Cel ćwiczenia ->
Na podstawie strony z forum domowych winiarzy odpowiedz krótko na pytania:
1. Ile postów ma na koncie użytkownik Smith?
2. Jakiego dnia i o której godzinie opublikowano wpis #1?
3. Jakiego posmaku w winie gronowym dotyczy pytanie w tym wpisie?

Wyodrębniony tekst ->
^^^^
• Strona główna
  • SWiMP
  • Forum
  • Artykuły
  • Kalendarz
  • Galeria
  • Blogi
  • Szukaj
  • Użytkownicy
  • Chat (0)
  • Shoutbox
  • Regulamin
  • Pomoc
Witaj! Logowanie Rejestracja
  • Pokaż dzisiejsze posty

Zaloguj się
Login:
Hasło:
Nie pamiętam hasła
 
Forum Domowych Winiarzy › Technologia win domowych oraz miodów pitnych › Podstawy technologii... › Mieszanie, doprawianie i korekta wad win v
« Wstecz 1 2 3 4 5 6 … 14 Dalej »

Posmak "mysi"

Ocena wątku:
  • 0 głosów - średnia: 0
  • 1
  • 2
  • 3
  • 4
  • 5
Tryb drzewa
Posmak "mysi"
Smith Offline
Nowy użytkownik

Liczba postów: 8
Liczba wątków: 2
Dołączył: 07 2004
Lokalizacja: Warszawa a właściwie już nie ;-)
Nastrój: uśniech na twarzy - zawsze !!!
#1
29-11-2004, 10:24
Czy jest jakiś sposób na zniwelowanie lekkiego posmaku "mysiego" w winie gronowym ?
^^^^
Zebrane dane
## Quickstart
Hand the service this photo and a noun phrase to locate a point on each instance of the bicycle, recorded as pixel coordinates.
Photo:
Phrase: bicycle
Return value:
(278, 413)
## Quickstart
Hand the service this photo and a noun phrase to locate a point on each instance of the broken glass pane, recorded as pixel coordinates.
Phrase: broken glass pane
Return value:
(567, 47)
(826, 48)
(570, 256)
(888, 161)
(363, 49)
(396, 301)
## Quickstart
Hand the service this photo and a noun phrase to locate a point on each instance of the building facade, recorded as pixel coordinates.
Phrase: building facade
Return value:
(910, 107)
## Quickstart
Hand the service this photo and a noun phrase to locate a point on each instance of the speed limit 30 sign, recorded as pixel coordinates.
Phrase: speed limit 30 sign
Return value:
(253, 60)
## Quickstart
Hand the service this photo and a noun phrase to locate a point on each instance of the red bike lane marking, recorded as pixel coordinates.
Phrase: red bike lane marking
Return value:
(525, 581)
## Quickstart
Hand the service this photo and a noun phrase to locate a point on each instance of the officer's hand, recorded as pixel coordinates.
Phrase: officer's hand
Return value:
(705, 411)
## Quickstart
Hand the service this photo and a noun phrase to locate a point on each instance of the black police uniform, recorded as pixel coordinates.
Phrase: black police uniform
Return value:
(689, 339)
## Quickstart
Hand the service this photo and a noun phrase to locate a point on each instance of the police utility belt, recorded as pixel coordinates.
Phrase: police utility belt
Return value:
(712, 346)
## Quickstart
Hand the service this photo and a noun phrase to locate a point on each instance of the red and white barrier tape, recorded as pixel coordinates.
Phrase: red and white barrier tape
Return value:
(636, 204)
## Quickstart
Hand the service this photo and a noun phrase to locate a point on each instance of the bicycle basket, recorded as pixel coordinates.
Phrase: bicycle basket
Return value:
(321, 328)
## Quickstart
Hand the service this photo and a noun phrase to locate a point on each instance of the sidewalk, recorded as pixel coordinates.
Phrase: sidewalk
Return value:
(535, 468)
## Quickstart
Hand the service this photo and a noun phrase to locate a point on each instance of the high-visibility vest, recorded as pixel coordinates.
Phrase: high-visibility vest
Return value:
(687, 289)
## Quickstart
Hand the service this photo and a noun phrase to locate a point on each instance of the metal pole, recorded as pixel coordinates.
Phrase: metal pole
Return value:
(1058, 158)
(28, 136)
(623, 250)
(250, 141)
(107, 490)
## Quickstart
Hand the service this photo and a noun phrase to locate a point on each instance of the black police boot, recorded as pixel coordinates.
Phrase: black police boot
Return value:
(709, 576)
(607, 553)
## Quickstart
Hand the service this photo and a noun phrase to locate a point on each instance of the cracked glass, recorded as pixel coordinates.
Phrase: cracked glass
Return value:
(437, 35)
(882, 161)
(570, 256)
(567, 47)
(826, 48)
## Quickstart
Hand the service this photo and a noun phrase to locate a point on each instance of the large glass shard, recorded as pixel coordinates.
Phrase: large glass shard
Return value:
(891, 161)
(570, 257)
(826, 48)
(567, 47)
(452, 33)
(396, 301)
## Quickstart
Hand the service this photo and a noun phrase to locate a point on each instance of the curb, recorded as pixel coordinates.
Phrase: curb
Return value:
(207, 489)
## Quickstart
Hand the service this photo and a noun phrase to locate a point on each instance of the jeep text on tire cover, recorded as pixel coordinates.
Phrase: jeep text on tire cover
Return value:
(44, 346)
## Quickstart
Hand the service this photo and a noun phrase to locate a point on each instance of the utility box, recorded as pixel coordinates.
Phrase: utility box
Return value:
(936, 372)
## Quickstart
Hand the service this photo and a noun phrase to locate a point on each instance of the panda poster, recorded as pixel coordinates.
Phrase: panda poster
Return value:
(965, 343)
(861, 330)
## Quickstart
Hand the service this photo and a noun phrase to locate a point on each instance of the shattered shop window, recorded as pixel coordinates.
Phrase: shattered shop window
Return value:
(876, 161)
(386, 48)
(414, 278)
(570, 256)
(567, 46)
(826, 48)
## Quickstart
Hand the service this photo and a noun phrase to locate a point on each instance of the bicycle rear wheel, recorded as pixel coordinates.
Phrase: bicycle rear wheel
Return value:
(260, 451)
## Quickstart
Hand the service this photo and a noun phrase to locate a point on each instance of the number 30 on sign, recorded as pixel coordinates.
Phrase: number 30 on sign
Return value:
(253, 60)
^^^^
Rozwiązanie zadania ->
1. 8
2. 29-11-2004, o 10:24
3. Lekkiego posmaku „mysiego”